Natural language region descriptions

++++++++++++++++++++

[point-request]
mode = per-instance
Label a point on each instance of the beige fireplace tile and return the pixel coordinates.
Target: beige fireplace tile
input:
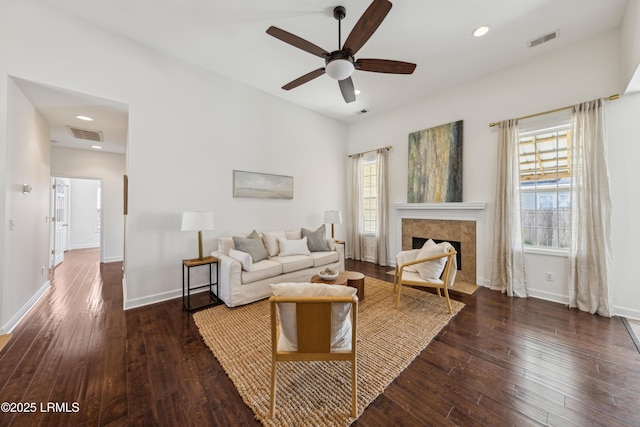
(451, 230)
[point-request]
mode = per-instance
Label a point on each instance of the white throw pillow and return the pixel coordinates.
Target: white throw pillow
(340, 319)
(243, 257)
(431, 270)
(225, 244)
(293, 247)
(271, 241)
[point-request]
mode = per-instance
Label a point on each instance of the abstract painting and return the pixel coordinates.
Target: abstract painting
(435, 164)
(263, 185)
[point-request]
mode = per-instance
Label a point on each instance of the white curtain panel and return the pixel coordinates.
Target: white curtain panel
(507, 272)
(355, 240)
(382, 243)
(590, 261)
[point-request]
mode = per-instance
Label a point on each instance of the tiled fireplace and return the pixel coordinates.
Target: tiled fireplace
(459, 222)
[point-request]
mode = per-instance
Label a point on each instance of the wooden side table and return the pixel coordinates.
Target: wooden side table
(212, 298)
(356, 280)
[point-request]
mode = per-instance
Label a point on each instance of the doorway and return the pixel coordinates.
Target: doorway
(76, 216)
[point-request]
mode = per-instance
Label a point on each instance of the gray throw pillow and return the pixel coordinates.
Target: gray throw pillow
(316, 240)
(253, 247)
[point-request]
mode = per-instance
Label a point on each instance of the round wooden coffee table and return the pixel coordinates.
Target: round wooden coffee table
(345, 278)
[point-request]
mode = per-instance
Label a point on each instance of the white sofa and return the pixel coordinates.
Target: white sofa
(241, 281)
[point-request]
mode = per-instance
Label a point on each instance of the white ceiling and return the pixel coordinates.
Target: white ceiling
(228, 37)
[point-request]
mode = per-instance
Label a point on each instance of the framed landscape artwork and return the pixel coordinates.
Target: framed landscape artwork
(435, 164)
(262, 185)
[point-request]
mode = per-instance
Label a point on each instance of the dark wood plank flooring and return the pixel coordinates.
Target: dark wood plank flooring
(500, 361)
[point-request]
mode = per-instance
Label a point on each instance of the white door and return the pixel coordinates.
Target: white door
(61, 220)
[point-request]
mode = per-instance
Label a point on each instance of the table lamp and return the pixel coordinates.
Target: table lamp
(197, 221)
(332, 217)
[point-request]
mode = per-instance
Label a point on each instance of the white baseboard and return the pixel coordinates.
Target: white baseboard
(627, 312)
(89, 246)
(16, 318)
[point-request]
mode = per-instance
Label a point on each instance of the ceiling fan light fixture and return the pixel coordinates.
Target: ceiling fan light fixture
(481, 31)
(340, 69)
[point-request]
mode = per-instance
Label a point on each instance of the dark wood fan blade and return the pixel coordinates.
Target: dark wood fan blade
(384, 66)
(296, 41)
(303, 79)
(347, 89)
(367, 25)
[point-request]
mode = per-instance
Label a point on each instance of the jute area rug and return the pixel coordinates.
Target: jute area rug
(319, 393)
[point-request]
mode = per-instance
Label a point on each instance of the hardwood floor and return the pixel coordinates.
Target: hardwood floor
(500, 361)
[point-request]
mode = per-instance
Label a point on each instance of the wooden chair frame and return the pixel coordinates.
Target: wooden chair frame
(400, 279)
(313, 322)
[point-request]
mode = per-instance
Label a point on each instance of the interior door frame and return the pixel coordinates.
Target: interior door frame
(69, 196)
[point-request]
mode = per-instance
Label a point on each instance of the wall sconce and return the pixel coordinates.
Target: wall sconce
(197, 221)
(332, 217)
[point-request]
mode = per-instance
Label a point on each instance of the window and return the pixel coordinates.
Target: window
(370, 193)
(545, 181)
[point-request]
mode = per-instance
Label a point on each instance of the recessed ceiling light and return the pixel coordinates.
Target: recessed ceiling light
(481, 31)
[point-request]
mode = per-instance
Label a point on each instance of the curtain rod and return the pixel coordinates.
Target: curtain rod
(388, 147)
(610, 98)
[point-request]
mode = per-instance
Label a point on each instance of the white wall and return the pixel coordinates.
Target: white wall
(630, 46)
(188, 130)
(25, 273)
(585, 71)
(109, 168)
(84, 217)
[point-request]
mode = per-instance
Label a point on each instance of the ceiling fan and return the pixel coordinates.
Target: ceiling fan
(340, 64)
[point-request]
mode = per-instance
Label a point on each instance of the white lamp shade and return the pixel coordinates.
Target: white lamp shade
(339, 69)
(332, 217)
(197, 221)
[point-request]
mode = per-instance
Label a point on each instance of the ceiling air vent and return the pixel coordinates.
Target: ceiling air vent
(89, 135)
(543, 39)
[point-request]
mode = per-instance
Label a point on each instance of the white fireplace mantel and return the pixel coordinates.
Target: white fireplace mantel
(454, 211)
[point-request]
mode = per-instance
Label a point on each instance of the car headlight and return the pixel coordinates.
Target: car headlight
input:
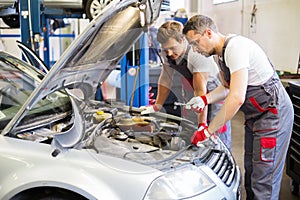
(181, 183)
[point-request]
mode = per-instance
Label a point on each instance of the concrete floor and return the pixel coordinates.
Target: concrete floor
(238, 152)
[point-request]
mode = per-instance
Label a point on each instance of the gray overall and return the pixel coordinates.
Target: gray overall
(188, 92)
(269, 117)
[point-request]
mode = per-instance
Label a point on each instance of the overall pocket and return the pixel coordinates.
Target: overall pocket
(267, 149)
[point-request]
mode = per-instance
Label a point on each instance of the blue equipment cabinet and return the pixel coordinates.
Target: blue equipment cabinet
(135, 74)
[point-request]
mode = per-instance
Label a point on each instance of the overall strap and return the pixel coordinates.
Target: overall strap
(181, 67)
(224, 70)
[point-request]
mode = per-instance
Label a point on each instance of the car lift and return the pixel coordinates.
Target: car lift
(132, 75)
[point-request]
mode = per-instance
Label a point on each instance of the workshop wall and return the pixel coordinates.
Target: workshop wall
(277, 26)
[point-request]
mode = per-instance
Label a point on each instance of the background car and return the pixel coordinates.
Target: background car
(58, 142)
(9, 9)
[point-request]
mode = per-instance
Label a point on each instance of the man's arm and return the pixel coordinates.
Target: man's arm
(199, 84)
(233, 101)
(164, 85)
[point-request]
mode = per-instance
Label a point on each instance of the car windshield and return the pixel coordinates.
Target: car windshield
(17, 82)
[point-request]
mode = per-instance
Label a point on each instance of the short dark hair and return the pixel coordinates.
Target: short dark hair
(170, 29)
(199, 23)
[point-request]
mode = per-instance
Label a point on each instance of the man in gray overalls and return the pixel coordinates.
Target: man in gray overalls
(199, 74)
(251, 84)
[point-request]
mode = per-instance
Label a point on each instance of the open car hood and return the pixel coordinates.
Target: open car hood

++++++++++++++++++++

Apart from the images, please copy every line of the data exactly as written.

◆ EXERCISE RESULT
[point-request]
mode = per-instance
Label a point on each instance of the beige fireplace tile and return the pixel coordinates.
Target: beige fireplace tile
input:
(451, 230)
[point-request]
mode = per-instance
Label a point on each instance of the white throw pillow and return the pixel coordinates.
Target: white throw pillow
(340, 319)
(243, 257)
(431, 270)
(225, 244)
(293, 247)
(271, 241)
[point-request]
mode = per-instance
Label a point on each instance of the abstract painting and return the pixel coordinates.
Target: abstract painting
(435, 164)
(263, 185)
[point-request]
mode = per-instance
Label a point on each instance of the white curtain panel and return the pixel coordinates.
Target: white curtain panel
(507, 272)
(355, 240)
(382, 243)
(590, 261)
[point-request]
mode = per-instance
Label a point on each instance of the tiled fireplace and return the pixel coordinates.
Target: tiled fireplace
(459, 222)
[point-request]
mode = per-instance
Label a point on each instance of the wooden side table and return the pixel coordinates.
Target: wooden side table
(212, 298)
(356, 280)
[point-request]
mode = per-instance
Label a point on each instance of the doorway and return the pixel coordinates.
Target: doorway
(76, 216)
[point-request]
mode = per-instance
Label a point on each instance of the gray throw pillow and return the pixel coordinates.
Target: gray throw pillow
(316, 240)
(253, 247)
[point-request]
mode = per-instance
Label a point on each instance of the round wooden coffee table and return the pixel coordinates.
Target: round wooden coffee table
(345, 278)
[point-request]
mode = per-instance
Label a point on each instance of the white sofa and return the pixel coordinates.
Target: white sofa
(241, 281)
[point-request]
mode = per-instance
Label a point on each instance of the white ceiling and return the pixel coordinates.
Target: white ceiling
(228, 37)
[point-request]
mode = per-instance
Label a point on each instance of the framed landscape artwork and return the pixel coordinates.
Target: framed landscape artwork
(435, 164)
(262, 185)
[point-request]
mode = per-instance
Label a point on each instance of the dark wood plank flooring and return the pixel coordinates.
Target: dark wood plank flooring
(500, 361)
[point-request]
mode = per-instance
Label a point on each instance of the white door and return the pixel coordinates.
Target: white door
(61, 220)
[point-request]
mode = per-instance
Label a point on each instance of the table lamp and return the pixel coordinates.
Target: table lamp
(197, 221)
(332, 217)
[point-request]
mode = per-instance
Label a point on each instance of the white baseboard and return the pixel coordinates.
Target: white baseboard
(627, 312)
(89, 246)
(16, 318)
[point-request]
mode = per-instance
Label a point on each instance of the ceiling fan light fixture and return the pixel coordinates.
Target: ceiling fan light fixture
(481, 31)
(340, 69)
[point-request]
mode = per-instance
Label a point on each instance of the dark wood fan blade and return the pixel coordinates.
Target: dark wood fan blade
(384, 66)
(296, 41)
(303, 79)
(347, 89)
(367, 25)
[point-request]
mode = per-instance
Label a point on each instance of the jute area rug and return the pixel coordinates.
Target: jute area rug
(319, 393)
[point-request]
mode = per-instance
Label a point on each instance of the hardwood floor and return the pixel coordinates.
Target: hardwood floor
(500, 361)
[point-request]
mode = per-instance
Label a point on each instance of the wooden chair frame and return the pixel coordinates.
Target: wooden chair frame
(400, 279)
(313, 322)
[point-request]
mode = per-instance
Label a point on each instance of the interior door frame and return the pixel coordinates.
Target: interior door frame
(69, 196)
[point-request]
mode = per-instance
Label a point on each instance of the wall sconce and return the pixel coordinates.
Target: wall sconce
(197, 221)
(332, 217)
[point-request]
mode = per-instance
Label a point on each instance of the window and return the pixel coordinates.
Target: window
(370, 193)
(545, 181)
[point-request]
mode = per-instance
Label a point on each instance of the recessed ceiling light and return the pixel coordinates.
Target: recessed ceiling light
(481, 31)
[point-request]
mode = per-instance
Label a point on each instance of the curtain rod and return the pixel coordinates.
Target: curtain rod
(388, 147)
(610, 98)
[point-request]
mode = per-instance
Label a point on each instance of the white wall and return the pixel coordinates.
Target: white wall
(630, 46)
(188, 130)
(25, 273)
(585, 71)
(109, 168)
(84, 217)
[point-request]
mode = per-instance
Label a point on each instance of the ceiling fan and return the pixel coordinates.
Target: ceiling fan
(340, 64)
[point-request]
mode = per-instance
Label a point on each instance of the white lamp shade and return the pixel coordinates.
Target: white lamp shade
(339, 69)
(332, 217)
(197, 221)
[point-request]
mode = per-instance
Label a point on each instance of the ceiling air vent and return the pixel coordinates.
Target: ceiling air vent
(89, 135)
(543, 39)
[point-request]
mode = per-instance
Label a point on each instance of the white fireplace mantel and return the pixel coordinates.
Target: white fireplace mantel
(454, 211)
[point-request]
mode = per-instance
Label a point on each instance of the car headlight and return the pixel coordinates.
Target: car headlight
input:
(181, 183)
[point-request]
mode = per-instance
Label a point on each instance of the concrete floor and return the pixel coordinates.
Target: concrete floor
(238, 152)
[point-request]
mode = per-instance
Label a point on each instance of the gray overall and return the pixel coordinates.
Target: gray overall
(188, 92)
(269, 117)
[point-request]
mode = per-instance
Label a point on each instance of the overall pocket and return the pixel coordinates.
Target: overall pocket
(267, 149)
[point-request]
mode = per-instance
Label a point on each instance of the blue equipment cabinet and return the pixel coordinates.
Target: blue equipment cabinet
(135, 74)
[point-request]
mode = per-instance
Label a point on each instance of the overall strap and return the pixel coordinates.
Target: overall strap
(181, 67)
(224, 70)
[point-request]
mode = per-instance
Label a point on each instance of the car lift and return the pixel coordinates.
Target: car lift
(132, 75)
[point-request]
mode = per-instance
Label a point on each instance of the workshop wall and return the pixel coordinates.
Target: workshop wall
(277, 26)
[point-request]
mode = per-instance
Label a point on each instance of the background car and return the pixel coordinates.
Target: background car
(58, 142)
(9, 9)
[point-request]
mode = per-instance
Label a point on each instance of the man's arm and return the pixel coordinates.
Target: man's arm
(199, 84)
(233, 101)
(164, 85)
[point-request]
mode = per-instance
Label a point on each instance of the car windshield and return the pixel coordinates.
Target: car windshield
(17, 82)
[point-request]
mode = per-instance
Label a point on each instance of the short dark hair and return the pixel coordinates.
Target: short dark hair
(170, 29)
(199, 23)
[point-request]
mode = per-instance
Label a point on each instance of the man in gray overalls and return the pixel coordinates.
Target: man in gray overalls
(199, 74)
(251, 84)
[point-request]
mode = per-instance
Label a point on each instance of the open car hood and return the pixel coordinates.
Target: open car hood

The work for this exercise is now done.